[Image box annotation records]
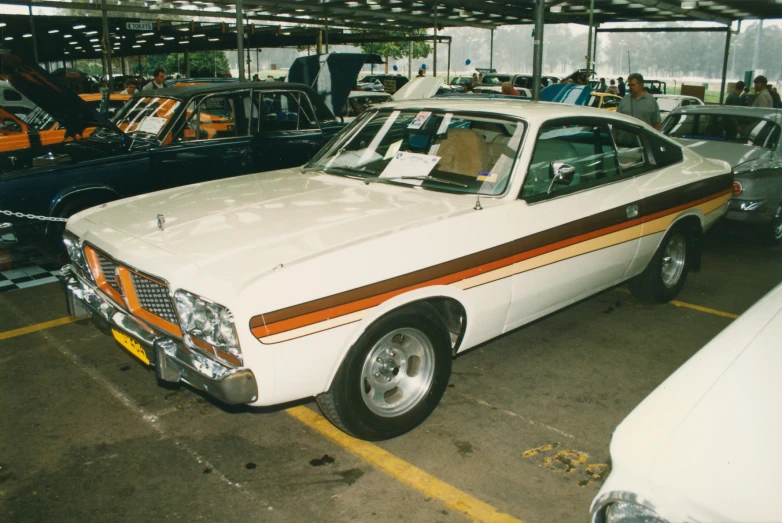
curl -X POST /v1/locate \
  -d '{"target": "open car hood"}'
[0,51,122,136]
[540,84,592,105]
[288,53,385,118]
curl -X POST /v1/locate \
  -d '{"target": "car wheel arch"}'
[326,285,469,389]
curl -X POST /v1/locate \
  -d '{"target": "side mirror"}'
[548,162,576,194]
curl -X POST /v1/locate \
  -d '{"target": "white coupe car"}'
[592,285,782,523]
[63,99,733,440]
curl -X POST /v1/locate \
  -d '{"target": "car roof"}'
[673,105,782,123]
[374,99,656,126]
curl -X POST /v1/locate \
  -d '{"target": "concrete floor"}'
[0,224,782,522]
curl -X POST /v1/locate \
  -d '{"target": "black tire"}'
[766,202,782,247]
[629,226,693,303]
[317,305,452,441]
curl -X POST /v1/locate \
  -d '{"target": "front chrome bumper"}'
[60,265,258,405]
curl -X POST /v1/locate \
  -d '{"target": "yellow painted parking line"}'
[614,287,739,320]
[0,316,84,340]
[668,300,739,320]
[286,407,521,523]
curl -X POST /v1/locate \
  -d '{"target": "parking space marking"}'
[668,300,739,320]
[286,407,521,523]
[614,287,740,320]
[0,316,84,340]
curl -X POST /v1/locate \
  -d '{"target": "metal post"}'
[407,40,413,79]
[445,39,451,84]
[236,0,247,82]
[101,0,114,92]
[532,0,546,102]
[752,19,763,74]
[27,0,38,64]
[432,2,437,76]
[720,26,730,105]
[587,0,595,71]
[489,29,494,69]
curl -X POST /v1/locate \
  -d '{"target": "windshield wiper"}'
[364,176,467,189]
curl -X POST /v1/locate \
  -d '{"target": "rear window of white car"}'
[661,113,780,149]
[307,109,526,195]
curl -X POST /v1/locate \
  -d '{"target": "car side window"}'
[252,91,318,132]
[177,95,242,142]
[520,123,622,203]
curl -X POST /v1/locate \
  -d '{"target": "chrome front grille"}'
[95,252,122,293]
[130,272,179,325]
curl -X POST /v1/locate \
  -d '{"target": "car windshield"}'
[305,109,525,195]
[481,74,510,85]
[661,113,780,149]
[657,98,679,113]
[114,96,181,140]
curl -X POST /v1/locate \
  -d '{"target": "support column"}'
[236,0,247,82]
[489,29,494,69]
[27,0,38,64]
[532,0,546,102]
[432,2,437,76]
[720,26,730,105]
[586,0,595,71]
[407,40,413,80]
[101,0,114,93]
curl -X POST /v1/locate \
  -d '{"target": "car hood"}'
[393,76,445,102]
[288,53,384,118]
[675,138,770,168]
[76,168,486,284]
[540,84,592,105]
[0,51,122,136]
[611,285,782,521]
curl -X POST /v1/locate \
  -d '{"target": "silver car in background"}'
[661,105,782,245]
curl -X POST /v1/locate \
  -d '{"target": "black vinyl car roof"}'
[139,80,336,121]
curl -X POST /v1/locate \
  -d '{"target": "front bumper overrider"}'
[60,265,258,405]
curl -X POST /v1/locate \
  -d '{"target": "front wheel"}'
[630,227,691,303]
[766,203,782,247]
[317,306,452,441]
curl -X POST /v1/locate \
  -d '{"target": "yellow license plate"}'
[111,329,149,365]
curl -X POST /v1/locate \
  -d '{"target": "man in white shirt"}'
[144,67,166,91]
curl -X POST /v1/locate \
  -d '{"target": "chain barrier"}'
[0,209,68,222]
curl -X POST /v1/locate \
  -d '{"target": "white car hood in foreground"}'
[675,138,770,167]
[598,285,782,522]
[75,169,484,286]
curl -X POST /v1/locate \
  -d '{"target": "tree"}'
[361,29,432,60]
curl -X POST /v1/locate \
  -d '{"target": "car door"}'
[506,118,641,329]
[251,89,324,171]
[152,90,253,187]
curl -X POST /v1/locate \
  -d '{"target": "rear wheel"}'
[317,306,452,441]
[629,226,691,303]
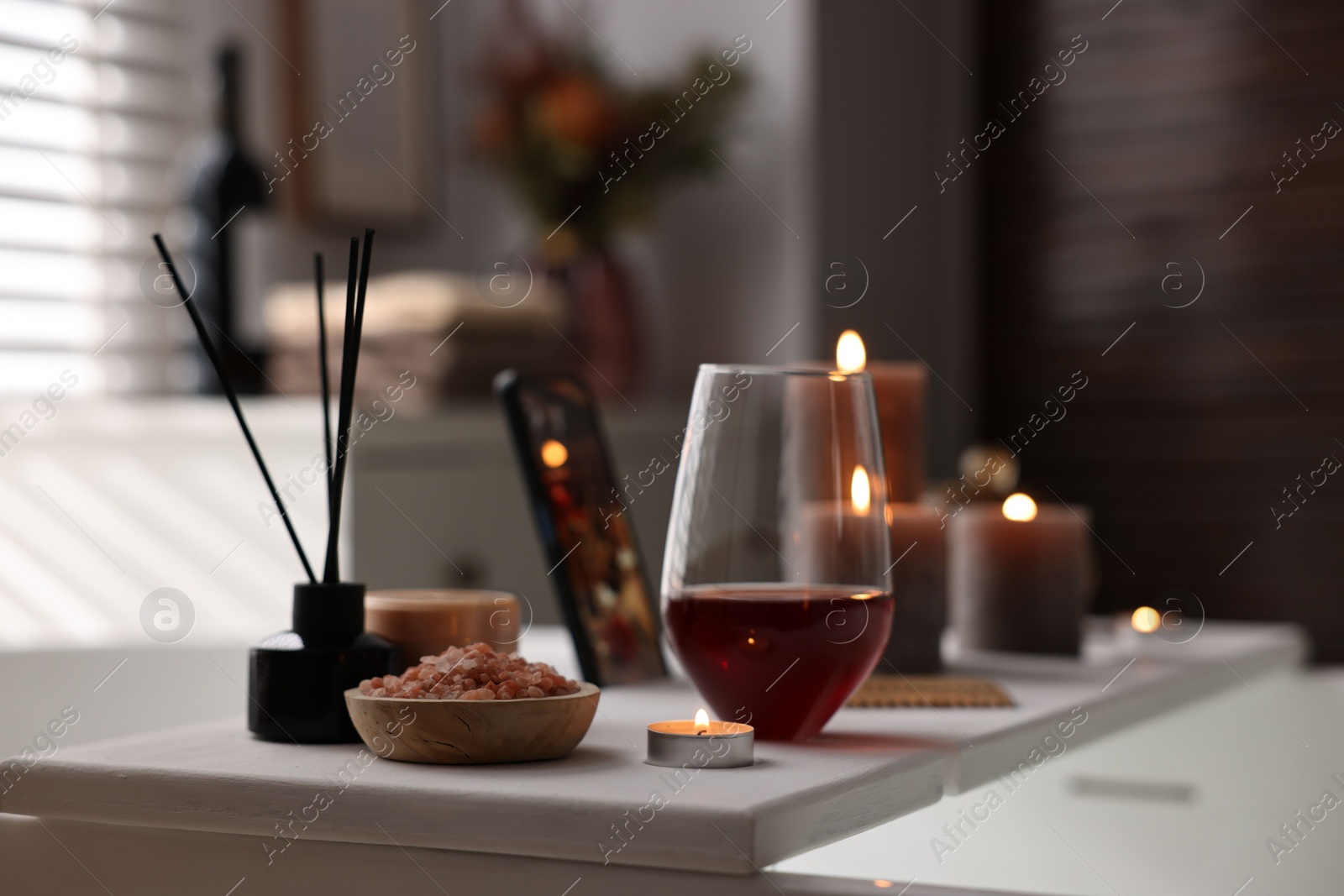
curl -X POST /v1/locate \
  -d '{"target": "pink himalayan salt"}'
[359,643,580,700]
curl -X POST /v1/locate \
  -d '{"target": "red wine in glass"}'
[664,583,892,740]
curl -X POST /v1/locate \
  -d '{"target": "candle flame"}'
[542,439,570,470]
[1129,607,1163,634]
[1004,491,1037,522]
[849,464,872,516]
[836,329,869,374]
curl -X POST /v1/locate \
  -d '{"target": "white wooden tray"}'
[0,623,1305,873]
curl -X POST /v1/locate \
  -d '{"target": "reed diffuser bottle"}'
[155,230,398,744]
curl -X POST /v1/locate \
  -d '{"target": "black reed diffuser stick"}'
[313,253,333,491]
[155,233,318,584]
[323,230,374,584]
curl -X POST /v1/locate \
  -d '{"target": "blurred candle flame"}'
[1004,491,1037,522]
[849,464,872,516]
[1129,607,1163,634]
[836,329,869,374]
[542,439,570,470]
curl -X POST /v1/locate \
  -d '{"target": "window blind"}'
[0,0,186,394]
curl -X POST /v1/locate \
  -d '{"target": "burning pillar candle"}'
[946,493,1093,654]
[782,464,890,585]
[836,331,948,674]
[836,329,929,501]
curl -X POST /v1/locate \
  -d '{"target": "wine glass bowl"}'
[663,364,892,740]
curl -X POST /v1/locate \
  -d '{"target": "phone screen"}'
[499,375,667,685]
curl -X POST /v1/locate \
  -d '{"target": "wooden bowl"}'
[345,681,600,766]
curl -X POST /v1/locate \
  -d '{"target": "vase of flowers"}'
[475,0,750,395]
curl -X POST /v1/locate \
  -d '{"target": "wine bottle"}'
[191,45,266,394]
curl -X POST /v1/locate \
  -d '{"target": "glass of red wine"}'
[663,364,892,740]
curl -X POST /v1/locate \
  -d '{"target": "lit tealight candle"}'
[1129,607,1163,634]
[648,710,755,768]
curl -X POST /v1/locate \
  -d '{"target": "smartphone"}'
[495,369,667,685]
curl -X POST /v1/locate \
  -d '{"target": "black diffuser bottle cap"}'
[247,582,398,743]
[293,582,365,646]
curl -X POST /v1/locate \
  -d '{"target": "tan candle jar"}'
[365,589,522,663]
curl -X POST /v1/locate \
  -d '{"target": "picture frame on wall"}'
[276,0,437,227]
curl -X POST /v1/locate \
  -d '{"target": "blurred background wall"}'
[977,0,1344,661]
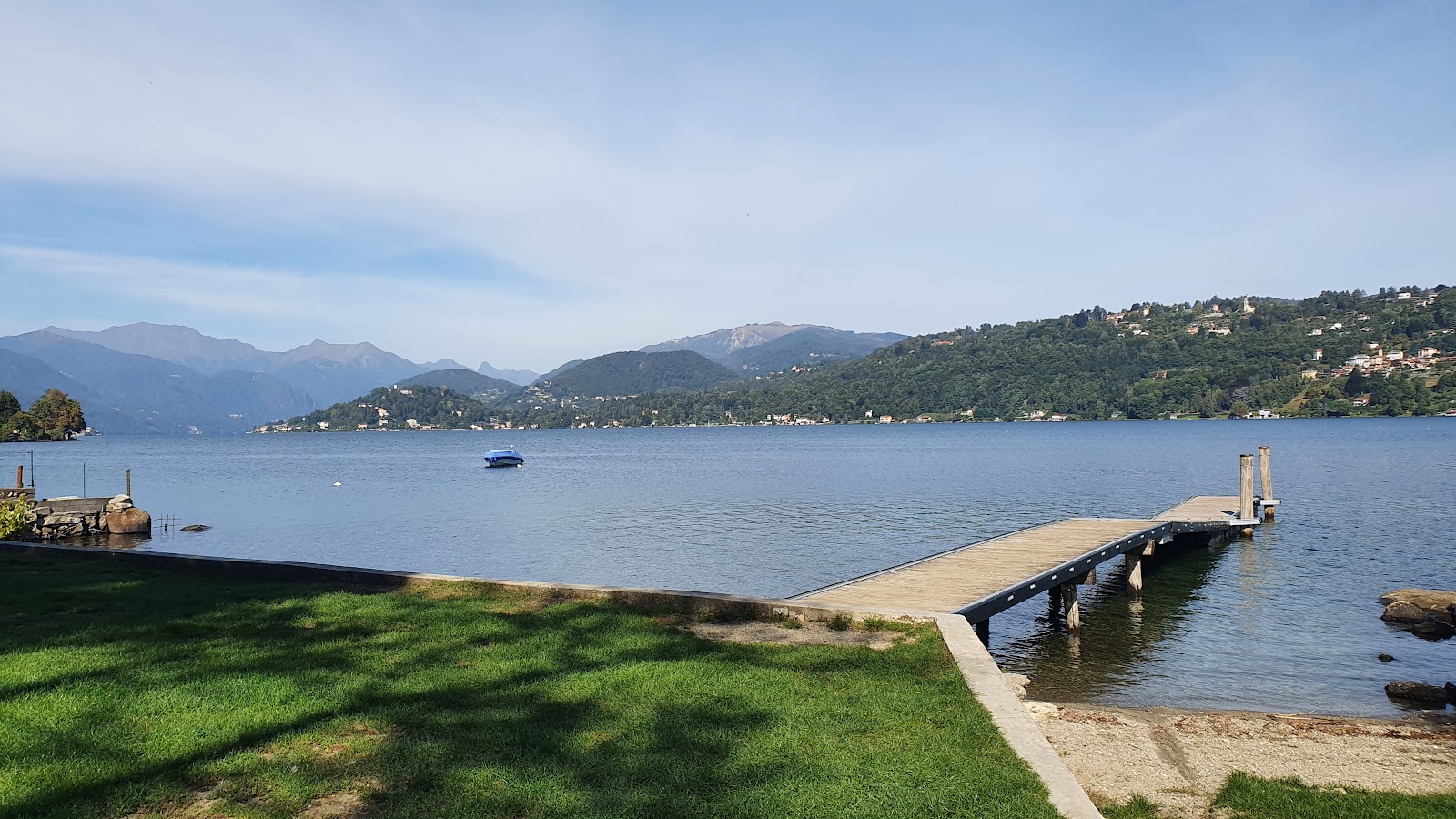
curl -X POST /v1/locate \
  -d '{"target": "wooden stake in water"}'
[1239,455,1254,533]
[1259,446,1274,521]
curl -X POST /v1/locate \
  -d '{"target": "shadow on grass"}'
[0,555,1051,816]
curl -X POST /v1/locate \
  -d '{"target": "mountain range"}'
[0,322,905,434]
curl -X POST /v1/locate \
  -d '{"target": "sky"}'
[0,0,1456,371]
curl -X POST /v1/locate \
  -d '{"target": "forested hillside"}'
[399,370,521,400]
[278,386,493,431]
[536,349,733,397]
[486,287,1456,427]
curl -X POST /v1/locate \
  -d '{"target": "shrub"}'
[0,499,31,541]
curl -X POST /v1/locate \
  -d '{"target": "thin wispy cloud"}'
[0,3,1456,369]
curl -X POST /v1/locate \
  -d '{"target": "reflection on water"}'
[14,419,1456,714]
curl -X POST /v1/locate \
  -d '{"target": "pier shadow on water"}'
[990,536,1230,701]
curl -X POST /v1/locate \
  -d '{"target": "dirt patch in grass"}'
[298,792,369,819]
[1036,703,1456,816]
[677,621,915,652]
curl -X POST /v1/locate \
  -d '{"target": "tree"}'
[1345,370,1370,398]
[0,412,41,440]
[31,388,86,440]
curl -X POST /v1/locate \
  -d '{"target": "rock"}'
[1002,673,1031,700]
[1380,601,1427,622]
[1380,589,1456,625]
[1385,679,1446,705]
[1022,693,1059,720]
[106,506,151,535]
[1405,620,1456,640]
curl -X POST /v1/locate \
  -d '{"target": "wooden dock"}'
[794,463,1279,632]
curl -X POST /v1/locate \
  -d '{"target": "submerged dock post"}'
[1259,446,1274,523]
[1123,541,1152,598]
[1239,455,1254,538]
[1061,580,1082,631]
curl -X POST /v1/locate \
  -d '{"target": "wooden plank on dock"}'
[798,518,1167,612]
[794,495,1255,622]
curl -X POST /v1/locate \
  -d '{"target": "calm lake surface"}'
[14,419,1456,715]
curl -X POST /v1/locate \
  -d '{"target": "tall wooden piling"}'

▶ **Exercise brief**
Render the entries as a numbered list, starting at the beginning of the entries and ending at the line that contains "[548,162,576,194]", both included. Skip blank lines and leave the pictures out.

▶ **Exercise output**
1. curl -X POST /v1/locate \
2.   -d '{"target": "open car hood"}'
3. [0,51,122,136]
4. [540,84,592,105]
5. [288,53,385,118]
6. curl -X POST /v1/locate \
7.   -d '{"target": "car wheel arch"}'
8. [326,285,469,389]
9. curl -X POST /v1/locate \
10.   -d '{"target": "side mirror"}'
11. [548,162,576,194]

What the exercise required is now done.